Each of these line segments 1201 is called a Tripline. Triplines
can be set up in pairs. For example, FIG. 12A shows two pairs of
triplines. On each frame callback, as shown in FIG. 12B, the VM
device 100 stacks all the pixels that lie on each of a set of one
or more Triplines, and joins all these pixel line segments into a
single pixel row/line 1210. For example, in FIG. 12B, pixels from a
pair of triplines at each frame call back are placed in a
horizontal line. Once the VM device 100 has accumulated a set
number of lines 1210 (usually 1024 lines), these lines now form a 2
dimensional array 1220 of YUV pixel values. This 2 dimensional
array is equivalent to an image (Tripline image) 1220. This image
1220 can be saved to the SD card of the smartphone and then
compressed and sent to the server by the upload module of the
Camera App 560. The outcome image has the size of Wx1024, where W
is the total number of pixels of all the triplines in the image.
The height of the image can represent time (1024 lines is
approximately 1 minute). A sample tripline 1222 image is shown in
FIG. 12C. The image 1222 comprises pixels of two triplines of a
side walk region in a store front, showing 5 pedestrians crossing
the triplines at different times. Each region usually has at least
2 triplines to calculate direction and speed of detected objects.
This is done by measuring how long it takes for the pedestrian to
walk from one tripline to a next one. The distance between
triplines can be measured beforehand.
[0088] The server 550 processes each tripline image independently.
It detects foregrounds and returns the starting position and the
width of each foreground region. Because the VM device 100
automatically adjusts its contrast and focus, intermittent lighting
changes occur in the tripline image. To deal with this problem in
foreground detection, an MTM (Matching by Tone Mapping) algorithm
is used as at first to detect the foreground region. In one
embodiment, the MTM algorithm comprises the following steps:
Breaking tripline segment; K-Means background search; MTM
background subtraction; Thresholding and event detection; and
Classifying pedestrian group.
[0089] Because each tripline images can include images associated
with multiple triplines, the tripline image 1220 is divided into
corresponding triplines 1210 and MTM background subtraction is
performed independently.
[0090] In the K-Means background search, because a majority of the
triplines are background, and because background triplines are very
similar to each other, k-means clustering is used to find the
background. In one embodiment, grey-scale Euclidean distance as
k-means distance function is used:
D=.SIGMA..sub.j=0.sup.N(Ij-Mj).sup.2
[0091] where I and M are two triplines with N pixels. Ij and Mj are
pixels at j position, as shown in FIG. 12B.

####

- **Tasks for this exercise**:
- A) In the tripline passage, how many lines does the VM device usually accumulate before they form a two-dimensional array?
- B) Pick up the tripline passage after its final sentence and carry it forward.
The entries have no connection to the tripline passage.

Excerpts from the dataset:

####

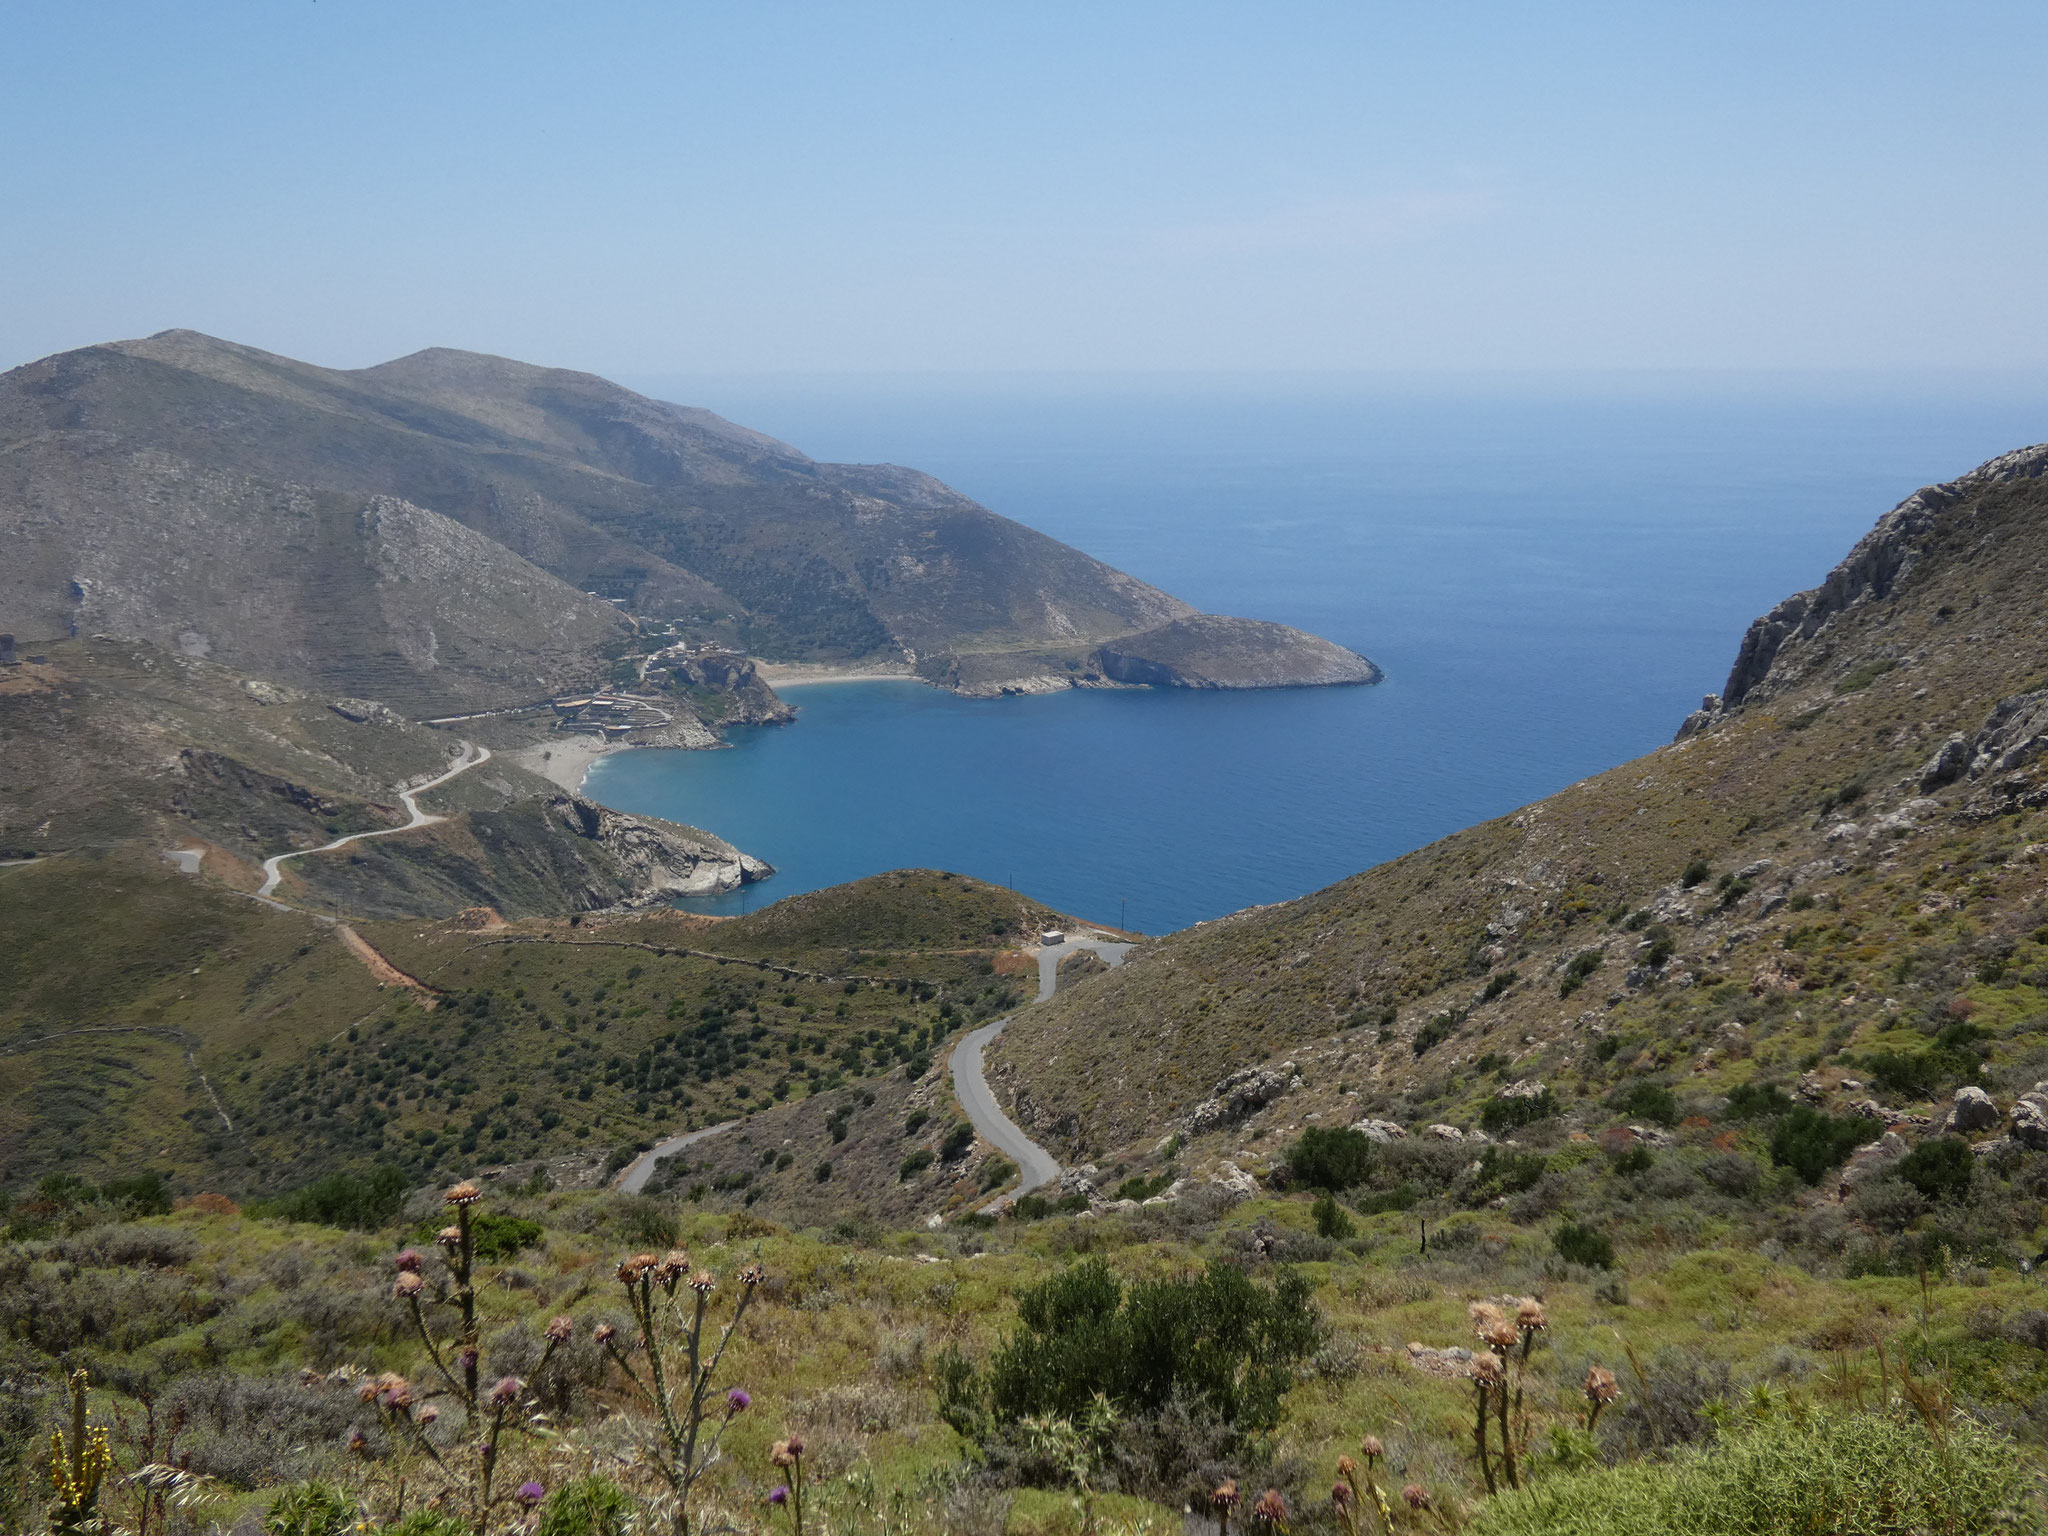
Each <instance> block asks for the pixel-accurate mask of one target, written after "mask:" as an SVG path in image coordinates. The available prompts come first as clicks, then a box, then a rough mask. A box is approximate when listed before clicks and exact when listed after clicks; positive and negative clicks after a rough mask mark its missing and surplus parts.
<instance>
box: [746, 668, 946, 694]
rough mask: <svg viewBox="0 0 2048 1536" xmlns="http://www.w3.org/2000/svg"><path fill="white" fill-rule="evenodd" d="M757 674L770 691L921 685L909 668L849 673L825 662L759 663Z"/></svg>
mask: <svg viewBox="0 0 2048 1536" xmlns="http://www.w3.org/2000/svg"><path fill="white" fill-rule="evenodd" d="M754 670H756V672H758V674H760V678H762V682H766V684H768V686H770V688H788V686H801V684H807V682H922V678H918V674H915V672H911V670H909V668H901V666H899V668H887V670H872V668H870V670H850V668H836V666H827V664H823V662H756V664H754Z"/></svg>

####

- **Responses by task**:
- A) Usually 1024 lines.

- B)
[0092] The K-means++ algorithm can be used to initialize k-means
iteration. For example, K is chosen to be 5. In one embodiment, a
tripline is first chosen from random as the first cluster centroid.
Distances between other triplines and the chosen tripline are then
calculated. The distances are used as weights to choose the rest of
cluster centroids. The bigger the weight, the more likely it is to
be chosen.
[0093] After initialization, k-means is run for a number of
iterations, which should not exceed 50 iterations. A criteria, such
as that a cluster assignment does not change for more than 3
iterations, can be set to end the iteration.
[0094] In one embodiment, each cluster is assigned a score. The
score is a sum of inverse distance of all the triplines in the
cluster. The cluster with the largest score is assumed to be the
background cluster. In other words, the largest and tightest
cluster is considered to be the background. Distances between other
cluster centroids to the background cluster centroid are then
calculated. If any of distances is smaller than 2 standard
deviation of the background cluster, it is merged into the
background. K-means is performed again with merged clusters.
[0095] MTM is a pattern matching algorithm proposed by Yacov Hel-Or
et. al. It takes two pixel vectors and returns a distance that
ranges from 0 to 1, where 0 means the two pixel vectors are not
similar and 1 means the two pixel vectors are very similar. For
each tripline, the closest background tripline (in time) from
background cluster is found and a M.TM. distance between the two is
afterward determined. In one embodiment, an adaptive threshold MTM
distance is used. For example, if an image is dark, meaning the
signal to noise ratio is high, then the threshold is high. If an
image is indoors and has good lighting conditions, then the
threshold is low. The MTM distance between neighboring background
cluster triplines can be calculated, i.e. the MTM distance between
two triplines that are in background cluster obtained from k-means
and are closest to each other in time. The maximum of
intra-background MTM distance is used as threshold. The threshold
can be clipped, for example, between 0.2 and 0.85.
[0096] If MTM distance of a tripline is higher than the threshold,
it is considered to belong to an object, and it is labeled with a
value, e.g., "1", to indicate that. A closing operator is then
applied to close any holes. A group of connected 1's is called an
event of the corresponding tripline.
[0097] In one embodiment, the triplines come in pairs, as shown in
FIGS. 12a-12C. The pair of triplines are placed close enough so
that if an object crosses one tripline, it should cross the other
tripline as well. Pairing is a good way to eliminate false
positives. Once all the events in the triplines are found, they are
paired up, and orphans are discarded. In a simple pairing scheme,
if one object cannot find a corresponding or overlapping object on
the other tripline, it is an orphan.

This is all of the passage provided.